YOUR GOAL:
Copy verbatim the block of lines in the entries below whose first line contains "Target: club crest badge" and whose last line contains "Target: boy's smiling face". Leave out all other lines.
◇ ◇ ◇ ◇
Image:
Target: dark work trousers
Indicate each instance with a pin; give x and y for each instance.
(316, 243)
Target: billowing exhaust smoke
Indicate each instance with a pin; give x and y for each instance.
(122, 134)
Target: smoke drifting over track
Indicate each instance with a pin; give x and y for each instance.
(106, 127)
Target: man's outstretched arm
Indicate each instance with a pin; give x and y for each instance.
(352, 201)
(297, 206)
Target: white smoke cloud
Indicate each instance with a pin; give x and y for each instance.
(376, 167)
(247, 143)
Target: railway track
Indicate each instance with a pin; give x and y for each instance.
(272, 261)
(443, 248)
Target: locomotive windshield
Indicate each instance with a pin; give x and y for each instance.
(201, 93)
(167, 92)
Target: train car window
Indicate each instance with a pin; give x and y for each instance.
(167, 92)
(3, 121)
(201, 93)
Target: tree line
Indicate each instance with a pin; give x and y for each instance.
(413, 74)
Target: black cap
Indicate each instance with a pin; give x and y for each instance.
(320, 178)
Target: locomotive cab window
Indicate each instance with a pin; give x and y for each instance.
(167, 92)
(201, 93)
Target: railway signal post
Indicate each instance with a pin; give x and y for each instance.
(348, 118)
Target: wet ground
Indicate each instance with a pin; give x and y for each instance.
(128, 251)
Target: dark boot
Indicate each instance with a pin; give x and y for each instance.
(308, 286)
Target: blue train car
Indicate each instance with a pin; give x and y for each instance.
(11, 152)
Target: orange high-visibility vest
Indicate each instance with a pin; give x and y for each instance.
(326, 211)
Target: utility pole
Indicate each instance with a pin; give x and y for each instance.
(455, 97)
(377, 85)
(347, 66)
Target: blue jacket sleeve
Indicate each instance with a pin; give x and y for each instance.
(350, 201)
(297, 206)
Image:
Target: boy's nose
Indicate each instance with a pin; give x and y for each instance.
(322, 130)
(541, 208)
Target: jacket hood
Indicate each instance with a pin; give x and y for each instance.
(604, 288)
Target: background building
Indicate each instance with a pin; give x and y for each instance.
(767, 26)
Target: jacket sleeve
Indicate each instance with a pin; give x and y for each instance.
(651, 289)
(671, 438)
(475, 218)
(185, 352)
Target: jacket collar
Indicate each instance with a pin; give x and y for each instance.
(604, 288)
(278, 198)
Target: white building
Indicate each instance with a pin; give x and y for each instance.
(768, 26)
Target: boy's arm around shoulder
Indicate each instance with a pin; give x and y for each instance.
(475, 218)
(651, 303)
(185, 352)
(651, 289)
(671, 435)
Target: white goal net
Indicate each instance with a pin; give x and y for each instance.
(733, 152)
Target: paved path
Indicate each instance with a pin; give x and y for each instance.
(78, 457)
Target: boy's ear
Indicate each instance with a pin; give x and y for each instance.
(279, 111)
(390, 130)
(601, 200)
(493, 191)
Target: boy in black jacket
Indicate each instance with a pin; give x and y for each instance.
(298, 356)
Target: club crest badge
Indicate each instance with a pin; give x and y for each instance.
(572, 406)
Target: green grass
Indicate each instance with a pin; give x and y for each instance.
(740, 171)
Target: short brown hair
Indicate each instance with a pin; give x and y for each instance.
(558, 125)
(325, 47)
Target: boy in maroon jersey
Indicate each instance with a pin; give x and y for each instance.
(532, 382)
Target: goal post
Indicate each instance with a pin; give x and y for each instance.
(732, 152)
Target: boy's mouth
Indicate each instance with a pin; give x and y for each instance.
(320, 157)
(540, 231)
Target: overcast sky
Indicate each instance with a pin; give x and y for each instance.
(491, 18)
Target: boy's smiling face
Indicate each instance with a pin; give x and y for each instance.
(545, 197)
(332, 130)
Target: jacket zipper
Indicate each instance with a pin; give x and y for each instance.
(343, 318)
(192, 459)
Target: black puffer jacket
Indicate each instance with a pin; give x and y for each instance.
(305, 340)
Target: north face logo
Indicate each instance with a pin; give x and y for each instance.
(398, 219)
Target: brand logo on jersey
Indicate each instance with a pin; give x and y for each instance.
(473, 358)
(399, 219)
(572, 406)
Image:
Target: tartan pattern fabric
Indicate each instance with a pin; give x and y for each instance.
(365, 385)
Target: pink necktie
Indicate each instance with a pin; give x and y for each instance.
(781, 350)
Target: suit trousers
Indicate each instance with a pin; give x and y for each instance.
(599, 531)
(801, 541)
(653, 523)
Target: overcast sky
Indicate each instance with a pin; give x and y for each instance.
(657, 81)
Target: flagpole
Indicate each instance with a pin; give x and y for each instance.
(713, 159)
◇ ◇ ◇ ◇
WRITTEN RESPONSE:
Target: club crest badge
Indicate each instance with a pin; give x and y for each instance.
(572, 406)
Target: green grass
Indicate each instance with a pin; give x and y for each instance.
(740, 171)
Target: short brown hair
Indicate each instance with a pin; give x and y for each instance.
(558, 125)
(325, 47)
Target: boy in maroon jersey
Indicate each instance with a pin; give x and y for each instance.
(532, 382)
Target: goal post
Indicate each instance with a pin; give x and y for each instance.
(732, 152)
Target: boy's mouth
Indicate each instance with a pin; give x and y for each instance.
(320, 157)
(540, 231)
Target: overcast sky
Indicate each instance with a pin; give x and y for each instance.
(491, 18)
Target: boy's smiling face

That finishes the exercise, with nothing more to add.